Novel carbon-carbon bond forming enzymes for carbon-neutral bioeconomy


Nucleic Acid-, Protein and Cell-related Technologies : Nucleic acid related

Ref.-No.: 0706-6398-6642-IKF

To realize a circular, carbon-neutral economy, it will become important to utilize the greenhouse gas CO2 as a sustainable carbon source. One-carbon (C1) substrates, such as methanol or formate, are attractive feedstocks for bioeconomy due to their low cost and easy availability. These substrates are typically converted into formaldehyde, serving as the entry point into metabolism. Biocatalytic carbon-carbon bond formation is one of the most important reactions for green and sustainable C1 assimilation which allows the synthesis of complex biomolecules from C1 substrates. Among the most important C-C forming reactions are aldol reactions through which two carbonyl compounds are converted into a,β-hydroxy functionalized carbonyl product. However, these enzymes are not capable of directly forming C-C bonds on α,β-unsaturated carbonyl substrates.

(Task)
Answer these questions from the text on carbon-carbon bond forming enzymes:
1. What reference number does it give?
2. Which two one-carbon substrates does it name as examples?
3. What are these substrates typically converted into?

(Records)
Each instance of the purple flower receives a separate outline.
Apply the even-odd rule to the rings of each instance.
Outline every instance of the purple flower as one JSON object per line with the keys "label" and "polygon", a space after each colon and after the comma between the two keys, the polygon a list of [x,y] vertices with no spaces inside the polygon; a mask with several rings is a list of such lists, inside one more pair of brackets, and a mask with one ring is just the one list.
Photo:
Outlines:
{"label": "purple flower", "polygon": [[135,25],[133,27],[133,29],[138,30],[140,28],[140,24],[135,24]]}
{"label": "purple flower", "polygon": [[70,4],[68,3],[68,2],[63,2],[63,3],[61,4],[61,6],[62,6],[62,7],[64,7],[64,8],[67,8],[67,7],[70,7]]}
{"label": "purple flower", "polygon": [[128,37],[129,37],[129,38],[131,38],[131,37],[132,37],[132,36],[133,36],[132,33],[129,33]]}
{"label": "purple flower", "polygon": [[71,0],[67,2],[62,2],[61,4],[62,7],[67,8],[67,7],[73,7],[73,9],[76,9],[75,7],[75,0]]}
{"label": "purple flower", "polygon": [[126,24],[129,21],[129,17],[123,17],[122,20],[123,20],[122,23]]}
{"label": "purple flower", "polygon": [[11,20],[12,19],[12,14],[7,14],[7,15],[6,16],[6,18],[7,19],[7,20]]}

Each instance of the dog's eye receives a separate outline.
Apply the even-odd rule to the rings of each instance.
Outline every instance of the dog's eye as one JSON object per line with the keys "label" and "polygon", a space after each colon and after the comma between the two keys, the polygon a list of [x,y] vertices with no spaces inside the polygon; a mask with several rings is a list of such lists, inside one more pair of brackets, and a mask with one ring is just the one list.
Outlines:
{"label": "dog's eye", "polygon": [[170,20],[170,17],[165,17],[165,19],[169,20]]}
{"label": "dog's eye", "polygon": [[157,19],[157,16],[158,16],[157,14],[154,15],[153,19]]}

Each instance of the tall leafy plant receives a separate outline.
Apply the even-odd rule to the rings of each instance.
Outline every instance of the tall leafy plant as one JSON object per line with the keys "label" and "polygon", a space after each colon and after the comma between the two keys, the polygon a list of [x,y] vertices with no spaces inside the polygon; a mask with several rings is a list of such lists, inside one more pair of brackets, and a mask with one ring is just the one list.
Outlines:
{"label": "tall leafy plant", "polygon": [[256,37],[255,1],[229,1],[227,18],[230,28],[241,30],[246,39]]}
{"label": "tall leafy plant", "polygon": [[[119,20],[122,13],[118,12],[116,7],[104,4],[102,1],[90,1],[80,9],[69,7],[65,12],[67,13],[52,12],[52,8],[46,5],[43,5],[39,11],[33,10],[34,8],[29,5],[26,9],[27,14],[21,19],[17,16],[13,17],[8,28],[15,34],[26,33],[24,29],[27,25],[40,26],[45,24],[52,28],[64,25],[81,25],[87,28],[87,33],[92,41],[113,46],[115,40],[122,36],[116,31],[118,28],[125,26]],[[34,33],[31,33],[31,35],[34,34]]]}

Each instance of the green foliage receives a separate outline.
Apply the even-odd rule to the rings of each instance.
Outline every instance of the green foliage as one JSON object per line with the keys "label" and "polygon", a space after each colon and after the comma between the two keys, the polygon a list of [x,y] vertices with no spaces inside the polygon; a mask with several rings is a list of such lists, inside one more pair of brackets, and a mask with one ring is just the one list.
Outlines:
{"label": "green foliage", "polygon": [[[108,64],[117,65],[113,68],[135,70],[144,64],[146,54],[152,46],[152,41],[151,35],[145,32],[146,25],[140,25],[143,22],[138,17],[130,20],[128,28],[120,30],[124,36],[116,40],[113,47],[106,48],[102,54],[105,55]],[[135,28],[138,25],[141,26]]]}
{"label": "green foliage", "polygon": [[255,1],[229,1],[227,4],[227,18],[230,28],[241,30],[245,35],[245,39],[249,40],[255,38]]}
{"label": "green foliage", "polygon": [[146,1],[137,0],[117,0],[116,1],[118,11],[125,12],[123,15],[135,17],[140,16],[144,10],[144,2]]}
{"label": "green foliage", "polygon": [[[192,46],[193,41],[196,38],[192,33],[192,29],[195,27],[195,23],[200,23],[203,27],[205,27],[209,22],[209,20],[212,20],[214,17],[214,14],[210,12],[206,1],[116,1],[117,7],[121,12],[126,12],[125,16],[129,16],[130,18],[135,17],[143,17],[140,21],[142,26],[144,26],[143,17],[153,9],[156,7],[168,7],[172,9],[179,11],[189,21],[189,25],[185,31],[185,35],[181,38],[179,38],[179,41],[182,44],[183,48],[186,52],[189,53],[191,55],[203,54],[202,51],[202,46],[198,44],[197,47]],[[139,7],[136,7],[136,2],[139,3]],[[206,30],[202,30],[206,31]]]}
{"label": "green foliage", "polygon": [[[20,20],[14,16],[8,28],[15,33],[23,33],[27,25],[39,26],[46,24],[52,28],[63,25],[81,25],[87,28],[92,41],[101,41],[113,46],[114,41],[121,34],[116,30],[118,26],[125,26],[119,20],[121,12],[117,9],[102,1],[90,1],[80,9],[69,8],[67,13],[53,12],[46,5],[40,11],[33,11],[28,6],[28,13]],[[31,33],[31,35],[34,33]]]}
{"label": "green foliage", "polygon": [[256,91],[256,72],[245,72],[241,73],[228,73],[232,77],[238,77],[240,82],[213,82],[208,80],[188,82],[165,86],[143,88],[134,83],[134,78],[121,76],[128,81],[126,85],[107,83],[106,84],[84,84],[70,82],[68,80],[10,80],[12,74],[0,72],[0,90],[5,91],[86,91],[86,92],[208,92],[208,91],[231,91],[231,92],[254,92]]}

(Output for this exercise)
1. 0706-6398-6642-IKF
2. Methanol and formate
3. Formaldehyde